Location annotation dataset excerpts:
----

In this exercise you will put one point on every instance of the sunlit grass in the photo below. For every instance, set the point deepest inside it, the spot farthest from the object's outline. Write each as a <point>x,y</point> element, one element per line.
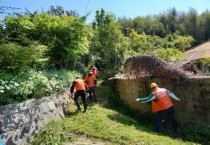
<point>106,122</point>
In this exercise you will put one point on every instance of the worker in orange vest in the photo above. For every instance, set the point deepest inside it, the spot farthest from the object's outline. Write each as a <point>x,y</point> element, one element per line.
<point>95,71</point>
<point>91,82</point>
<point>161,105</point>
<point>81,88</point>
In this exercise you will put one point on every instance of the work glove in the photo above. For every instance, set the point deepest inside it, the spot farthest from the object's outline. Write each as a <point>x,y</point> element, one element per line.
<point>137,99</point>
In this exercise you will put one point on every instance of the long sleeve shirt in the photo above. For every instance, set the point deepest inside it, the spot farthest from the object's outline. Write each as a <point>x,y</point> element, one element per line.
<point>152,96</point>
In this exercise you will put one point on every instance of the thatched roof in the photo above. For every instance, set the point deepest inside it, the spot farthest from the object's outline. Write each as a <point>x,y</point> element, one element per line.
<point>200,51</point>
<point>150,65</point>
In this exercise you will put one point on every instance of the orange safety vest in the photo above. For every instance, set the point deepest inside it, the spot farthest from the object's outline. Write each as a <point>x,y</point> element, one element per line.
<point>90,80</point>
<point>80,84</point>
<point>164,102</point>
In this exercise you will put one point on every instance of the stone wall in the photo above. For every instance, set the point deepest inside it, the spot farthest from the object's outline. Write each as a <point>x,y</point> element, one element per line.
<point>194,95</point>
<point>20,122</point>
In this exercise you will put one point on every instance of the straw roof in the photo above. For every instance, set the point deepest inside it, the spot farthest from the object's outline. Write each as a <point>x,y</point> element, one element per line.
<point>151,65</point>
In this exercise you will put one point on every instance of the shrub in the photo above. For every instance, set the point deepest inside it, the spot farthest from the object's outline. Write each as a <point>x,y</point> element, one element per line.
<point>33,84</point>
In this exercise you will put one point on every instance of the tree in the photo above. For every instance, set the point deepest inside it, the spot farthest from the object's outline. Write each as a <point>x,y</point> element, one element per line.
<point>108,44</point>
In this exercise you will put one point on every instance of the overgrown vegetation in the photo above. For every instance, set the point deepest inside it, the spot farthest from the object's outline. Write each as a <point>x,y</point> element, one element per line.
<point>116,123</point>
<point>33,84</point>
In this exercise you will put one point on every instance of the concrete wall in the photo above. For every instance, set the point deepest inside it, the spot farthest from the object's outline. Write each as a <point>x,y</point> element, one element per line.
<point>20,122</point>
<point>194,94</point>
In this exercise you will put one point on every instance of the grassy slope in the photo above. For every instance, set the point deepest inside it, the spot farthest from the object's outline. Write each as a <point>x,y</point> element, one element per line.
<point>100,121</point>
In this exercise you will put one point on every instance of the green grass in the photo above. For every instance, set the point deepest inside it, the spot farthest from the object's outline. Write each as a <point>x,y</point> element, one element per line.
<point>108,120</point>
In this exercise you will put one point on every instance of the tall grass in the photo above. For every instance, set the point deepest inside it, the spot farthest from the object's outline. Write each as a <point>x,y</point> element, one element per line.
<point>111,121</point>
<point>33,84</point>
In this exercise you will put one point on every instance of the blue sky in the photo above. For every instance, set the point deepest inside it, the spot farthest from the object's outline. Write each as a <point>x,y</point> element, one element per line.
<point>127,8</point>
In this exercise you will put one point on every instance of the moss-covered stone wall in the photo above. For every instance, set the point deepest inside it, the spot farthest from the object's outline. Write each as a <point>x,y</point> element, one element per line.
<point>194,94</point>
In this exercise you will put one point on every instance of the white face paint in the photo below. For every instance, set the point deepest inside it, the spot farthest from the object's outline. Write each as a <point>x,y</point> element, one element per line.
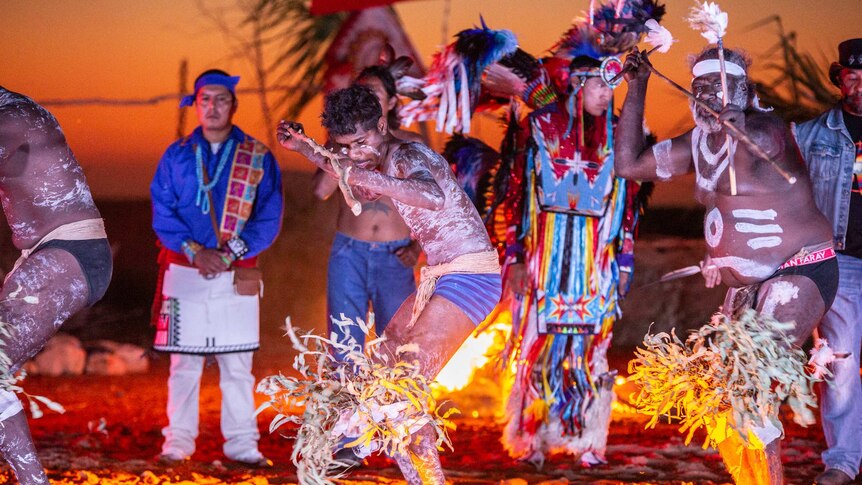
<point>780,293</point>
<point>713,227</point>
<point>663,162</point>
<point>371,149</point>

----

- INSTRUCTION -
Write out exactly the lines from the line containing "of the grassy" through the last line of the listing above, please, and leave out any pictures.

- EXERCISE SOLUTION -
In this exercise you will put one point on every instance of the grassy slope in the photo above. For every instance, set the point deepest inside it, the spot farthest from the object's outline. Write each as a <point>x,y</point> element, one element per line.
<point>100,121</point>
In this exercise you will put one point on every instance of the green grass in the photo above. For every instance, set the point deepest inside it, the spot farthest from the object's outline. Write each as a <point>x,y</point> element, one element per line.
<point>108,120</point>
In this exercise you will put one point on every instance of the tall grass in the photo above. For every instance, set the point deepest inside it, the spot farthest from the object's outline. Write each as a <point>x,y</point> element, one element per line.
<point>111,121</point>
<point>33,84</point>
In this exercise you will put one point on every instance of the blue sky in the photo above. For every instance, set the point deepest inside it, the spot farthest from the object's outline. Write each as a <point>x,y</point> element, one element per line.
<point>127,8</point>
In this exercise you will put one point on every instance of the moss-covered stone wall in the photo above. For every instance, set the point deepest inside it, the spot farthest from the object's outline. Write each as a <point>x,y</point> element, one element per line.
<point>194,94</point>
In this exercise you will put one point on every instance of the white face paint in the photo below. For every instance, set the point deepest inside it, the spot farthest from the object's outline. Write each as a <point>x,y</point> element, one element per line.
<point>780,293</point>
<point>713,227</point>
<point>663,162</point>
<point>371,149</point>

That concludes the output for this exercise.